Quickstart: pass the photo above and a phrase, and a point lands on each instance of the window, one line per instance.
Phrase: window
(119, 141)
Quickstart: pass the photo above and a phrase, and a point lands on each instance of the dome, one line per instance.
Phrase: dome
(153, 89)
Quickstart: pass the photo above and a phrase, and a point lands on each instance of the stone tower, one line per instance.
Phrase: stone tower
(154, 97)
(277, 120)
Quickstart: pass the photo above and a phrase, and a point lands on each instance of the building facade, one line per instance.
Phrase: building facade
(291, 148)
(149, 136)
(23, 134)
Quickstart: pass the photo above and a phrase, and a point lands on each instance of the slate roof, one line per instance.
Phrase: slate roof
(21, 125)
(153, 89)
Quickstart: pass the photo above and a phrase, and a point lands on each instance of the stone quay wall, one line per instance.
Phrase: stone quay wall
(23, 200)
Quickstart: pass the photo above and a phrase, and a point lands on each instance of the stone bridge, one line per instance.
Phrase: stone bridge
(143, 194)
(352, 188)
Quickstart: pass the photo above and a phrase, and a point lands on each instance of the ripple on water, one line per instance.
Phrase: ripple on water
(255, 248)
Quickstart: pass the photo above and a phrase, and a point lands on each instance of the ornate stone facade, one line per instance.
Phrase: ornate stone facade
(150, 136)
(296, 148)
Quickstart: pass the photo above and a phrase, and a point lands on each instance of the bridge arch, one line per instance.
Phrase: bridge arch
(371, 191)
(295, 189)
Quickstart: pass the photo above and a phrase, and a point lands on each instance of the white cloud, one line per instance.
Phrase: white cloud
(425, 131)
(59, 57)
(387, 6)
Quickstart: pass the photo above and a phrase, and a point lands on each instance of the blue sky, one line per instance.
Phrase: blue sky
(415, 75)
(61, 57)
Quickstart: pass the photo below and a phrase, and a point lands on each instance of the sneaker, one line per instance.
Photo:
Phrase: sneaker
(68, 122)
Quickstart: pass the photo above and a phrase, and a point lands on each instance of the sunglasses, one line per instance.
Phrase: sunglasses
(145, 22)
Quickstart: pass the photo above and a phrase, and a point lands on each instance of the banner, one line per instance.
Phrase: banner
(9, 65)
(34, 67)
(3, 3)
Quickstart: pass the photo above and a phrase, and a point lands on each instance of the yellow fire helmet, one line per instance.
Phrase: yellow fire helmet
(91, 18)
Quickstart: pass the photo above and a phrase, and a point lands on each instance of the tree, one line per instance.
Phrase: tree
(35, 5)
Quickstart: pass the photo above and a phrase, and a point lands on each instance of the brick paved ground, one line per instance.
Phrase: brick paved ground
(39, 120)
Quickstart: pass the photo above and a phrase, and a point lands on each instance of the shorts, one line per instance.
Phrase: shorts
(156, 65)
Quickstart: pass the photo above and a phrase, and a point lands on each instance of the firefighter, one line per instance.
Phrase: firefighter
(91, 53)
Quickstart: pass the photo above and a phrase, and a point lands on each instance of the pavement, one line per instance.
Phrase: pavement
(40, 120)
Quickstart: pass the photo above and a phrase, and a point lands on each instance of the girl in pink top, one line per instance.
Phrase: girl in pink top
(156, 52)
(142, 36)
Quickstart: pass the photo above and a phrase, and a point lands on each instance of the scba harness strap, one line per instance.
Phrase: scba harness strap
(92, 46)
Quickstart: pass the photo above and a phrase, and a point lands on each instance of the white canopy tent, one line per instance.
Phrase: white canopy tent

* WHAT TO DO
Give back exactly the lines from the one containing "firefighter, one line per instance." to the end of the material, both ends included.

* EXERCISE OUTPUT
Quickstart: pass the photo above and a phrase, and a point lands on each instance of the firefighter, one line per instance.
Phrase: firefighter
(91, 53)
Quickstart: pass the photo above and a phrase, and a point lands on each instance of the pavement, one line per instance.
Phrase: pavement
(40, 120)
Quickstart: pass the photo above and a phrase, and a point lands on each instance of the girl in pink top, one line per instance.
Phrase: girl in pink top
(156, 52)
(142, 36)
Quickstart: pass the photo above and a phrase, and a point lands on each instance of the scba harness strap, one line per instance.
Phrase: scba harness strap
(92, 46)
Quickstart: pass the photo above and a phrase, and a point lands on each instance of the white canopy tent, one line per instance.
Phrase: white canopy tent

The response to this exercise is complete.